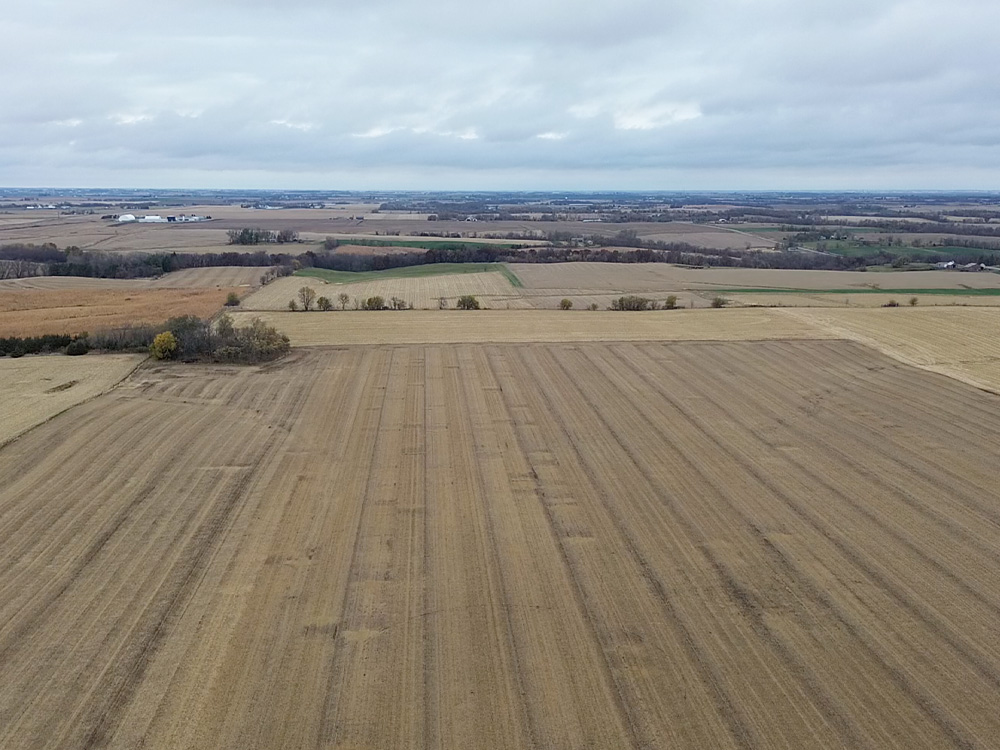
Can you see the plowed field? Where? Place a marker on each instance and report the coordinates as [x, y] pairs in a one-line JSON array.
[[35, 388], [784, 544]]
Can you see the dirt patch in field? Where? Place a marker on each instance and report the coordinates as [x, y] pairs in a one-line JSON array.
[[189, 278], [34, 388], [348, 249], [662, 277], [32, 312], [422, 292], [770, 545]]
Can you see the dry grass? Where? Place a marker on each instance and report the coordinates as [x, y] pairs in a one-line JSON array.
[[787, 544], [189, 278], [869, 299], [31, 312], [423, 292], [562, 278], [35, 388], [453, 326], [961, 342]]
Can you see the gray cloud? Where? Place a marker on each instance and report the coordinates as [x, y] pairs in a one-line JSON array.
[[586, 94]]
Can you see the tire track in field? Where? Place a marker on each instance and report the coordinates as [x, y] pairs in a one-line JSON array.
[[617, 424], [832, 476], [474, 699], [929, 705], [568, 701]]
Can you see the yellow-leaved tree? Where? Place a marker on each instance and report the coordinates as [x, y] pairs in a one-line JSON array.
[[163, 346]]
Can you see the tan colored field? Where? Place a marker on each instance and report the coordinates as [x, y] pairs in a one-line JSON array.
[[959, 342], [563, 278], [189, 278], [492, 289], [855, 300], [526, 326], [36, 388], [31, 312], [313, 225], [372, 250], [787, 544]]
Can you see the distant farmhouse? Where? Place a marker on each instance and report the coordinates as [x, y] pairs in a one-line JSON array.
[[156, 219]]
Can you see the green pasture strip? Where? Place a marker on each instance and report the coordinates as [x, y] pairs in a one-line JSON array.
[[407, 272], [862, 290]]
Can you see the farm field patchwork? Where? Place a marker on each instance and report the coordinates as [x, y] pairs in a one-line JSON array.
[[32, 312], [961, 342], [491, 288], [563, 278], [778, 544], [511, 326], [35, 388], [188, 278]]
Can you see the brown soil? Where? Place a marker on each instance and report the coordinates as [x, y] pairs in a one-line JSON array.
[[31, 312], [786, 544]]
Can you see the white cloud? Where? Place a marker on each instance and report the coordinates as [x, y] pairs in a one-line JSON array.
[[640, 93]]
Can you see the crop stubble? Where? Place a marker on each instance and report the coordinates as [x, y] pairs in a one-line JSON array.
[[778, 544]]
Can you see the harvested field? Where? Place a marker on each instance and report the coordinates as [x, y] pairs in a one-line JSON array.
[[869, 299], [512, 326], [563, 278], [35, 388], [423, 292], [189, 278], [786, 544], [204, 278], [961, 342], [32, 312]]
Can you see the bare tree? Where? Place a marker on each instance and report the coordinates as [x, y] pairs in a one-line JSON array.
[[307, 295]]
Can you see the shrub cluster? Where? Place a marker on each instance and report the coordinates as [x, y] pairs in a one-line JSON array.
[[253, 236], [633, 303], [192, 338]]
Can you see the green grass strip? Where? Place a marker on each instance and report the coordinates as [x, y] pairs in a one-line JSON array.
[[409, 272], [511, 276]]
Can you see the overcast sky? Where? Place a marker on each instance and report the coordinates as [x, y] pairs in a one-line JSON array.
[[519, 94]]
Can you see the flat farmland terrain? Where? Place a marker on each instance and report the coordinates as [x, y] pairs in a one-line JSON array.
[[32, 312], [423, 292], [564, 278], [524, 326], [783, 544], [189, 278], [35, 388], [855, 299]]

========

◆ Task goal: Rewrite all the items above as a numbered list, one line per entry, skipping blank lines and leaving out the picture.

◆ Output below:
1. Can you see the plowed field? Where? Place a marker on each instance and report the coordinates as [x, y] pairs in a one-line JSON array.
2. [[35, 388], [784, 544]]
3. Can you see the dirt patch in field? Where? Place a marker on each instance and report the coordinates as [x, y] pairs in a one-line JSON array.
4. [[189, 278], [34, 388], [348, 249], [662, 277], [32, 312], [422, 292], [770, 545]]
5. Can you see the dry grass? Where? Place a marker on each instance and report the coordinates as [x, y] pairs in a one-line JSON array.
6. [[787, 544], [189, 278], [869, 299], [31, 312], [423, 292], [562, 278], [35, 388], [453, 326], [961, 342]]
7. Can you see the gray cloud? Where? Place a marker on each instance and report the coordinates as [x, y] pairs in a one-line JSON array.
8. [[586, 94]]
9. Can you see the tire track in field? Where? Place a marker on each instance and report the coordinates as [x, y] pairs in a one-line JSON array.
10. [[617, 424], [832, 476], [474, 699], [929, 705], [568, 701]]
11. Can you see the yellow-leaved tree? Where? Place a marker on each instance and report the coordinates as [x, y] pairs in a one-line JSON array.
12. [[163, 346]]
13. Can you see the tan colored field? Where? Place a marker on each instance and report the coordinates as [x, y] pairs in a one-line JSON array.
14. [[959, 342], [563, 278], [189, 278], [492, 289], [855, 300], [526, 326], [36, 388], [31, 312], [313, 225], [372, 250], [787, 544]]
15. Can you see the distant farmhouse? Where? Place a marker on each instance and report the coordinates as [x, y] pairs in a one-line JSON array.
16. [[156, 219]]
17. Can you see the green pasture strip? Where? Place a marker on each instance and report the coordinates as [x, y] pairs in a one-line JSON array.
18. [[407, 272], [862, 290]]
19. Can you see the farm field patchwork? Where? Place a marker on each instance and report the coordinates as [x, y] pairs in a one-line JSON array.
20. [[32, 312], [961, 342], [491, 288], [563, 278], [778, 544], [511, 326], [35, 388], [188, 278]]
21. Can you see the brown soil? Where? Place a marker on each instance and report the coordinates as [x, y] pairs in a one-line JSON array.
22. [[31, 312], [786, 544]]
23. Can you see the white cloud? Where? Place a marker on each instance and report the coordinates as [x, y] pairs in a one-line JSON array.
24. [[640, 93]]
25. Can you see the crop stubble? Where? Place a marker on each instance and report the coordinates as [x, y] pairs in a one-line JSON array.
26. [[778, 544]]
27. Can you see the harvested field? Where? Place a marker on each instance and report the coordinates as [x, y] pairs in a one-line JSON array.
28. [[869, 299], [512, 326], [563, 278], [35, 388], [423, 292], [189, 278], [786, 544], [204, 278], [961, 342], [32, 312]]
29. Can you see the bare tree? Where? Place a marker on each instance and report the coordinates as [x, y] pairs in a one-line JSON array.
30. [[307, 295]]
31. Can you see the shrub cluster? Where? Place a marker on each instance and report the coordinates as [x, y] pairs in a one-line JSON array.
32. [[253, 236], [633, 303], [192, 338]]
33. Can you see the green grass strip? Where? Place a marker on each instance and report the coordinates as [x, y] pairs in a one-line JSON array.
34. [[409, 272], [511, 276]]
35. Can you see the overcast sky? Where? Place a marker on each instance and report the coordinates as [x, y] pairs in a one-line JSON array.
36. [[519, 94]]
37. Can you see the flat farmland terrain? Where? Place a marker on each instance and report the coordinates as [x, y] pairs in a one-line JSON array.
38. [[32, 312], [423, 292], [564, 278], [524, 326], [783, 544], [189, 278], [35, 388], [855, 299]]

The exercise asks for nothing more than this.